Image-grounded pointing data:
========================

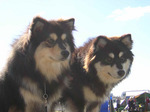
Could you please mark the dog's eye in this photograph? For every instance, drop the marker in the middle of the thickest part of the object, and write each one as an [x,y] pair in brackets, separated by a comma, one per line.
[51,41]
[122,59]
[108,60]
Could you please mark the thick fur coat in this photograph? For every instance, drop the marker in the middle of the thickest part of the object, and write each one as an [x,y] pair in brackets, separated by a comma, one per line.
[96,68]
[37,68]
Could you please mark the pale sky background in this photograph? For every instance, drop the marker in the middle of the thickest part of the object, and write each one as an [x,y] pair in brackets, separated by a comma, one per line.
[92,18]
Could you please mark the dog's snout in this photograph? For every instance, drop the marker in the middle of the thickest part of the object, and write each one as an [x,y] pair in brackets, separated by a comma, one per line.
[65,53]
[121,72]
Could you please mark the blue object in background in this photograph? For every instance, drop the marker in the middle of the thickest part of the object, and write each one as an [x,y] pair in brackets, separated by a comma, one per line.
[104,107]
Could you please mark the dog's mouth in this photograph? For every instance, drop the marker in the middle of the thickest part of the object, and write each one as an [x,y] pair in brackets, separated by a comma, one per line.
[61,59]
[114,76]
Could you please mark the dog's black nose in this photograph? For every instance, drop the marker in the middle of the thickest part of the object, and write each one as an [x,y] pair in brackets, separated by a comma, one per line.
[121,72]
[65,53]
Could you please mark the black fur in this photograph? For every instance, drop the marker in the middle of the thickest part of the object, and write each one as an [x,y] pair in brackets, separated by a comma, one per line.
[87,76]
[21,64]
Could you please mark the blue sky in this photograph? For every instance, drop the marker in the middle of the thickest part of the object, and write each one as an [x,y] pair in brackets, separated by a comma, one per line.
[92,18]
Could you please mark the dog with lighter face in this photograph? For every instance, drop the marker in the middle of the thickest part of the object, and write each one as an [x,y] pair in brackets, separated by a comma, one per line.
[38,66]
[97,67]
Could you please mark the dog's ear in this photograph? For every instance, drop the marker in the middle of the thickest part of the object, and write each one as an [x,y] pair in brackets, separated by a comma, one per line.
[70,22]
[38,25]
[127,40]
[100,43]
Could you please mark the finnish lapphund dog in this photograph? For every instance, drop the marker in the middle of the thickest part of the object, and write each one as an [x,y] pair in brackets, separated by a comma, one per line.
[96,68]
[37,68]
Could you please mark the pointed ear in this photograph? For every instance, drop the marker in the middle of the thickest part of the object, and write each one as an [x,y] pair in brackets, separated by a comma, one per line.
[70,23]
[38,24]
[100,42]
[126,40]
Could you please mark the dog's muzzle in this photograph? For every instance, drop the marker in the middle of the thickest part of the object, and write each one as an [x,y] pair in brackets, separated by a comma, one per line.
[64,54]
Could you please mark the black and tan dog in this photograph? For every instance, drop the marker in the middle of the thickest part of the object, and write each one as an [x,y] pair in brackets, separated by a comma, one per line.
[96,68]
[37,69]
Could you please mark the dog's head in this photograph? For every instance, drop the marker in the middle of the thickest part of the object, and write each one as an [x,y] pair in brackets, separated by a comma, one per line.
[111,58]
[53,38]
[51,44]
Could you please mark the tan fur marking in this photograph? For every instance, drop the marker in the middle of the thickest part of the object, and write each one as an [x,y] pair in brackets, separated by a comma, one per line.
[28,96]
[14,109]
[53,36]
[120,54]
[89,95]
[70,106]
[102,72]
[111,55]
[48,61]
[63,36]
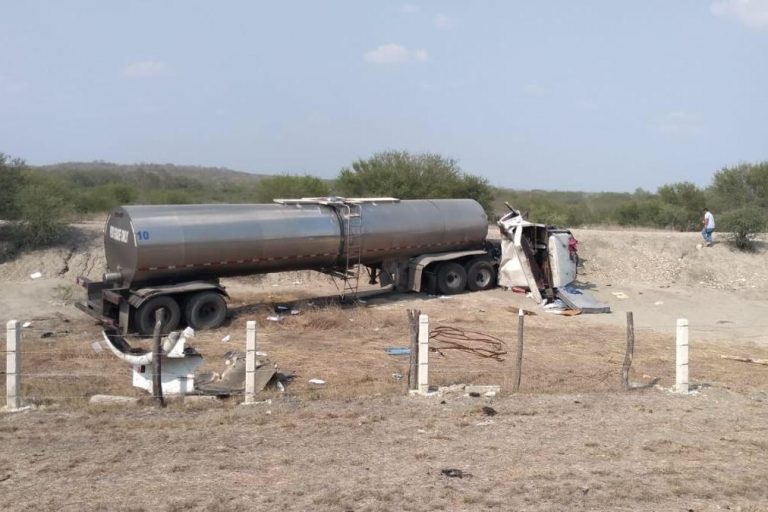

========================

- _WHAT YOU WILL DO_
Reproduce the lines from the line with "Could you please mark the finnish" through the last line of the entries exactly, including both ends and excluding pictures.

- _WRITTEN RESPONSE_
Could you please mark the finnish lapphund dog in this photograph? For every instance, drop the marker in the middle of the thickest part of the object, and write each one as an [x,y] pair in brackets, separated by a comma, one per line.
[96,68]
[37,68]
Could you please mark the pointed ear in this photograph? For every instance, drop the marker in the middle of the thickest part of the object, and write each one as an [x,y] pair in brackets, separated by a comma, one per line.
[70,23]
[38,24]
[100,42]
[126,40]
Could you please mark the dog's muzzle in this photograph? For every instance, drop the marker in the middle of the thickest part of the object, and write each one as an [x,y] pair in brackets, separated by a comma, one per line.
[64,54]
Could you please mark the black and tan dog in this photograph? For every instance, drop the marker in the middle of the thickest part of the object, and write each one as an [x,y] pair in brackets, separated by a comma, one per line.
[96,68]
[37,69]
Could you please mark the dog's head in this photograph? For every instance, drop the marker in the middle of the thickest part of the object, and write each one as an [x,y] pair in brackets, separated by a comma, one per line.
[111,58]
[53,38]
[51,44]
Could you please mark the tan fur marking in this photograph? For every instance, drop the marker in the middle of the thickest part of the object, and write each one as an [x,y] pair in brackets, separated by a comma, one per line.
[28,96]
[14,109]
[53,36]
[120,54]
[89,95]
[70,106]
[102,72]
[111,55]
[48,61]
[63,36]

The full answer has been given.